### OBJECTIVES
[1] In the news excerpt about Vienna's Josefstadt jail, why is the prison a constant cause of complaint from the district's burghers? Answer in one to three sentences.
[2] Copy out the stretch of entries from the line that contains "Objective — for every instance of the man's leg" through the line that contains "[[272, 208], [258, 127]]", both ends included, reproducing each line exactly.
— START OF DOCUMENT SEGMENT —
Behind the neo-gothic town hall in the heart of Vienna sits the Josefstadt jail. This large prison, attached to the city's main criminal court, is a constant cause of complaint from the well-heeled burghers of the district, who would prefer to see the low life accommodated elsewhere.

Now the 1,200 inmates have been joined by an infamous foreigner; David Irving will be confined to a Josefstadt cell over Christmas and the New Year, pending trial on criminal charges deriving from his discredited views on the history of the second world war.

Irving, the controversial British historian and Nazi apologist, stands accused of denying the Holocaust happened, a criminal offence in Austria. He was barred from the country but, an inveterate risk-taker, he flew from London to Basle in Switzerland this month, rented a car and drove to Vienna.

The idea was to meet up with a bunch of student radicals from an extreme right fraternity. Their hobbies include dressing up in funny clothes and little pillbox caps, then drawing blood by slashing one another's cheeks in fencing duels. They've been at it since Bismarck's day.

The Austrian police have tape recordings and 60 pages of transcripts of two speeches Irving delivered in Austria in November 1989 and a newspaper interview he gave at the time.
— END OF DOCUMENT SEGMENT —
— START OF DATA ENTRIES —
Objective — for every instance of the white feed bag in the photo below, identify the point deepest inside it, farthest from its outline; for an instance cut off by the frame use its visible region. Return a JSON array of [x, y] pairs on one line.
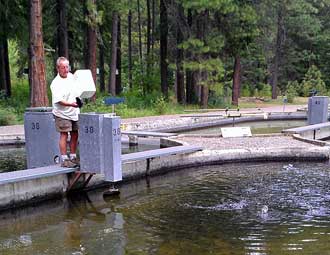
[[85, 82]]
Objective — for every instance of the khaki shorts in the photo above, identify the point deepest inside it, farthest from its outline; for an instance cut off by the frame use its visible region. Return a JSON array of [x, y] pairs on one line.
[[64, 125]]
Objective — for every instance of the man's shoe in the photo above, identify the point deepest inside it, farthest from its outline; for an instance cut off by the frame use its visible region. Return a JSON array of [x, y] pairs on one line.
[[68, 163], [75, 161]]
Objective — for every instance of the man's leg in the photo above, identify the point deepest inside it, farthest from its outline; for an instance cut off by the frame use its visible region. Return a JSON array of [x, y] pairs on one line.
[[63, 142], [73, 142]]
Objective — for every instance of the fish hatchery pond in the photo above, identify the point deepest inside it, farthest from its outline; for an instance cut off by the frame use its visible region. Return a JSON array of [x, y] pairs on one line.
[[250, 208]]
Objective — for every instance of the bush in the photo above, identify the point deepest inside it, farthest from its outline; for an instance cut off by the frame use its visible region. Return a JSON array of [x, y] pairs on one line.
[[6, 118], [291, 91], [160, 105]]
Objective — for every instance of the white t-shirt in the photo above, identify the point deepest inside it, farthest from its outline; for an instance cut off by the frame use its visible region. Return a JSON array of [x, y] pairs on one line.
[[64, 89]]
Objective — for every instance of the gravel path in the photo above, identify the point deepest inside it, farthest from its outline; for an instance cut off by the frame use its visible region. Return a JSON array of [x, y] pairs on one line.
[[19, 129]]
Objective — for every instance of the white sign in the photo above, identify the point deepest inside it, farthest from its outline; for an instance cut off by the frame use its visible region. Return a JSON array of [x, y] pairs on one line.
[[236, 132], [86, 83]]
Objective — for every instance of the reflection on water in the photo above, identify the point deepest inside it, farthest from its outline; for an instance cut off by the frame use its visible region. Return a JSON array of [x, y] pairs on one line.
[[272, 208], [258, 127]]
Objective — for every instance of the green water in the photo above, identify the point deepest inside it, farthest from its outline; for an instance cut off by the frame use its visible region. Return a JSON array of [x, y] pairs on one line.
— END OF DATA ENTRIES —
### OUTPUTS
[1] The well-heeled burghers of the district would prefer to see the low life held there accommodated elsewhere.

[2]
Objective — for every instance of the man's leg in the photo above, identify the point deepest inside it, farthest from its outline; for an instance cut off by the frame use its visible region. Return a JSON array of [x, y] pairs on one line.
[[63, 142], [73, 142]]
Objective — for every instance of the fish hatchery pond in the photo above, identify the point deepest inside it, farthest from its outline; for an instance cut off by the frame use its visible region. Return a JSON array of [x, y] pairs on one line.
[[250, 208]]
Objective — for every instance of the bush in the photo above, identify the point deepest inside it, farthest from its outline; for an instance cut off by the frame use its visible region. Return a JSON array of [x, y] pairs on one line.
[[6, 118], [291, 91], [160, 105]]
Objective — for every instance of the white t-shirt in the photo above, identify the point deepest inside it, farthest from its outline; for an instance cut off by the frame use its visible region. Return a JSON array of [x, y] pairs on one line.
[[64, 89]]
Objective — for every instance of the gravel path in the photo above, identify the point deepest inside it, farthest from its outline; for an instance cut off by the frame use its visible region. Return a JSON array of [x, y] pairs on one line.
[[19, 129]]
Objective — for every instance of the white sign in the photo above, identify the point deepest inside it, farthest from its outline; for an instance cut off by the frame use its visible region. Return a JSON array of [x, y] pairs on one line.
[[236, 132], [86, 83]]
Objective — for every instance of the reflection on water in the photo above, identify the point deepest inside it, farthest from its outline; for an instance cut off by the frame use its visible region. Return a JSON array of [x, y] pairs on one line.
[[272, 208], [258, 127]]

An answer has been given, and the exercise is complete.